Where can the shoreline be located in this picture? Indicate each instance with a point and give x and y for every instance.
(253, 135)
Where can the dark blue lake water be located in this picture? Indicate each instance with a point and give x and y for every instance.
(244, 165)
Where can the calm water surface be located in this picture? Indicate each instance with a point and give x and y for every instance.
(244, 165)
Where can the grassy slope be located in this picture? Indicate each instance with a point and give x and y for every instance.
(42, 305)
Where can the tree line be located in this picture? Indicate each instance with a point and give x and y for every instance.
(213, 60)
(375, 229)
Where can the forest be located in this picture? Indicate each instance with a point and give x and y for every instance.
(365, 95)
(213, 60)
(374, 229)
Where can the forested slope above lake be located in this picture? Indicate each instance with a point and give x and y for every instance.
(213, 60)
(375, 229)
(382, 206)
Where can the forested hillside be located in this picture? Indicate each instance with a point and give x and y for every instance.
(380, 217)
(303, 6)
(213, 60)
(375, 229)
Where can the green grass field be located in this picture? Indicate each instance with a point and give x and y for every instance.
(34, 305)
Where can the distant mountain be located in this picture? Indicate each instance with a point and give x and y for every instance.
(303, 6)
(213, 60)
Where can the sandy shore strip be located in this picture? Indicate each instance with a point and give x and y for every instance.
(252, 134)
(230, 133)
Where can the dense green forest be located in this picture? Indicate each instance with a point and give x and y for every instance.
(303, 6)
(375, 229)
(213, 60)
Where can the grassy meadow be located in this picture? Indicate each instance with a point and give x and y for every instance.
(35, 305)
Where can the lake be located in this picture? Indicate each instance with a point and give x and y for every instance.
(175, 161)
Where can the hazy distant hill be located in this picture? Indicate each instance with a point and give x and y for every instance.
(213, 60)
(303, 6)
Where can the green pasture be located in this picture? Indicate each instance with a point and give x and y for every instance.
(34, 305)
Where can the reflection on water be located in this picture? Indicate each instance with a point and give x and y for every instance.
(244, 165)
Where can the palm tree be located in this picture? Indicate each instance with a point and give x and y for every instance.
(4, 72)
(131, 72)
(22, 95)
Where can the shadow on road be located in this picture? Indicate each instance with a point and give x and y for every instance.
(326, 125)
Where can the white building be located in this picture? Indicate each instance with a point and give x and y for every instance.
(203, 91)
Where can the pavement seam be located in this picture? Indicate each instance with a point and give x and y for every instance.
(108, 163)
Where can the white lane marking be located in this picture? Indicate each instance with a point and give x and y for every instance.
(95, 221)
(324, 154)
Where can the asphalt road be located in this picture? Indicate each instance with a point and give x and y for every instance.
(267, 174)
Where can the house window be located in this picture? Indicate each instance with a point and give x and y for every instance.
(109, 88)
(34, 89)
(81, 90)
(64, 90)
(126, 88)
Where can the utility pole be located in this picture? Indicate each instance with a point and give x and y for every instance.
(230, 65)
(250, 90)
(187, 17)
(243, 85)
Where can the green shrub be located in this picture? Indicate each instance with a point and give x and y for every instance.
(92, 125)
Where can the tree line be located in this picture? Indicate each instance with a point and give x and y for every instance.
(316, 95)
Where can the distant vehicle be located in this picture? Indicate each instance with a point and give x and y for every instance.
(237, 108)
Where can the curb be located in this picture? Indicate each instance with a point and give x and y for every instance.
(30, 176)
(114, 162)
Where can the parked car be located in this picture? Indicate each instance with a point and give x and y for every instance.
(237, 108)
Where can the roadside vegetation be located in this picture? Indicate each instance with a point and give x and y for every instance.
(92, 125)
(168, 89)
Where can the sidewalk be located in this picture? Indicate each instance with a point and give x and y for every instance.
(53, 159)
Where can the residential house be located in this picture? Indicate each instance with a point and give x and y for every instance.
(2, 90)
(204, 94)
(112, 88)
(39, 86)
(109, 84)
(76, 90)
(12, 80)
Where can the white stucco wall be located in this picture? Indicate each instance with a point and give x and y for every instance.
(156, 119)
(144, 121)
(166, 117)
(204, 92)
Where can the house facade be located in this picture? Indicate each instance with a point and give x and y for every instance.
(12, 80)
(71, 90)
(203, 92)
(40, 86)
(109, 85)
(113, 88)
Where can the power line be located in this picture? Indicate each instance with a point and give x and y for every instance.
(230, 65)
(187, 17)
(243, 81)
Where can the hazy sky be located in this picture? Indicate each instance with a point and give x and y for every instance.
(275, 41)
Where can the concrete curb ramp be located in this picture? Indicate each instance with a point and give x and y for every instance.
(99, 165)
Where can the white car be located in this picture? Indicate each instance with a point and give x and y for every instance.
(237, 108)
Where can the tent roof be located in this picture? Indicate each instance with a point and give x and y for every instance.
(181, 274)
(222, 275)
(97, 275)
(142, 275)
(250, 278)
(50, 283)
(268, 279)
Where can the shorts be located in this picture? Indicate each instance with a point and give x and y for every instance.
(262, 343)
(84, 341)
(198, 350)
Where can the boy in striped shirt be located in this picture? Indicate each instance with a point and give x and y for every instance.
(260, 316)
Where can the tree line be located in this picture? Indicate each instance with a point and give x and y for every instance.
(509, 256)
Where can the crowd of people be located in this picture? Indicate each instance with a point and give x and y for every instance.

WRITTEN TASK :: Rewrite all of the data above, changing every occurrence of "Indicate each instance with a point" to "Mark every instance with a single point" and leaving everything else unchanged.

FINISHED TASK ::
Where can the shoreline be located in this picture? Mark every instance with a single point and give x and y for every instance.
(253, 135)
Where can the dark blue lake water be located in this picture? Mark every instance with a single point and give x and y for every instance.
(244, 165)
Where can the calm water surface be located in this picture? Mark every instance with a single point and give x and y for every instance.
(244, 165)
Where can the grassy slope be located in this picture? Mark every instance with a single point and give x and y for every instance.
(42, 305)
Where can the tree line be located in this picture? Mark every instance with a single point and give x and y for every instance.
(213, 60)
(375, 229)
Where can the forest be located in this picture? Mark every instance with a single point and give x and y for every instance.
(365, 95)
(213, 60)
(374, 229)
Where can the forested slope above lake be located in this picture? Mark every instance with a single point and give x and y for every instance.
(213, 60)
(375, 229)
(382, 206)
Where can the forested hillside be located in this picture? Mark every instance with a single point and give x and y for every instance.
(380, 217)
(303, 6)
(213, 60)
(375, 229)
Where can the green grass field be located in this picture? Mark every instance with a single point and give x and y for every instance.
(34, 305)
Where can the distant mountain be located in this picture? Mark every instance with a single point and give x and y for every instance.
(303, 6)
(213, 60)
Where can the sandy shore strip be located in this picture? Mark every instance with a single point and give x and y for every instance.
(252, 134)
(230, 133)
Where can the dense green forest be located in this picture? Mark every instance with a single point and give x and y for every instance.
(303, 6)
(375, 229)
(213, 60)
Where can the grassy meadow be located in this picture? Mark every instance with a single point and give x and y for every instance.
(35, 305)
Where can the lake be located in this picture? Mark every instance with a single point and give x and y for every instance.
(175, 161)
Where can the hazy distant hill be located in this picture? Mark every instance with a single point and give x and y for every instance.
(213, 60)
(303, 6)
Where can the green pasture be located in this picture? Mark every instance with a single point and give x and y for every instance.
(34, 305)
Where can the reflection on water be located in this picture? Mark every instance with a single point and give x and y for every instance.
(244, 165)
Where can the palm tree be located in this picture? Mark every instance with a single point and give x and y for every instance.
(4, 72)
(131, 72)
(22, 95)
Where can the shadow on road be located in this picture? Mark every instance with a single point and give x and y for every instance.
(326, 125)
Where can the white building be located in this picture? Mark every instance with a single point and give x and y for every instance.
(203, 91)
Where can the pavement seam be located in this picture? Mark every instance with a single point and give x and y for every instance.
(108, 163)
Where can the white lane marking be located in this picture? Mark every instance with a single point and give x and y for every instance.
(95, 221)
(324, 154)
Where can the asphalt road be located in this picture? Mark every instance with a single point and give x and y for every instance.
(267, 174)
Where can the house window be located in this picture? Mark every instance with a single point and give x and y for every instance.
(109, 88)
(34, 89)
(81, 90)
(64, 90)
(126, 88)
Where can the utility pole be located in this picture? Mark every instance with a single point and give x and y for every instance.
(230, 65)
(250, 90)
(187, 17)
(243, 85)
Where can the green shrub be located in this picture? Mark every instance with a single point and give x and y for every instance.
(92, 125)
Where can the tree line be located in this picture? Mark every instance with a single point and give x and y for every instance.
(316, 95)
Where can the distant vehicle be located in this picture? Mark every instance with a single point and give x and y for every instance.
(237, 108)
Where can the curb be located in this picture? Mark every instance with a single point and give x and y for every instance.
(30, 176)
(114, 162)
Where can the parked car be located in this picture? Mark every instance with a single point and give x and y for every instance.
(237, 108)
Where can the roadside vegetation be located in this picture? Mark every instance with a single point and give x and y for every instance.
(92, 125)
(168, 89)
Where can the sidewalk be located in this picture? Mark every instance with a single point and give x and y for every instance.
(53, 159)
Where can the residential house be located in this picture? Mark every instance with a single point and give x and y for every instance.
(2, 90)
(204, 94)
(112, 88)
(39, 86)
(109, 84)
(76, 90)
(12, 80)
Where can the white stucco wall be located in this picture? Mark every instance with a single point and give x and y for every instance.
(156, 119)
(144, 121)
(166, 117)
(204, 92)
Where can the house facade be located in this picture? Mark every instance with a single point and give x and y for every instance.
(12, 80)
(71, 90)
(203, 92)
(40, 86)
(109, 85)
(113, 88)
Where can the power line be located in this picture? Mark every instance with a single point and give x and y for every instance.
(230, 65)
(187, 17)
(243, 81)
Where can the hazy sky be located in this picture? Mark every instance with a single point and give x and y for every instance.
(275, 41)
Where can the concrete curb ramp be located in this picture? Mark every instance with a single point and give x and y for every instance.
(99, 165)
Where can the white car be located in this picture? Mark every instance with a single point and give x and y for every instance.
(237, 108)
Where can the tent roof be located in this picture? Mark every instance with a single point and give x and y for every instance.
(181, 274)
(222, 275)
(97, 275)
(142, 275)
(250, 278)
(50, 283)
(268, 279)
Where can the shorts be located in this picture? Mark every instance with a single point and give x and y for every instance.
(262, 343)
(84, 341)
(198, 350)
Where can the boy in striped shirt be located in this picture? Mark every instance with a single point and give x and y for every instance.
(260, 316)
Where can the tree line be located in this picture? Mark every instance with a single point and give x and y for every instance.
(509, 256)
Where can the crowd of people be located in this picture? Mark every instance with a single point and give x and y for every instance.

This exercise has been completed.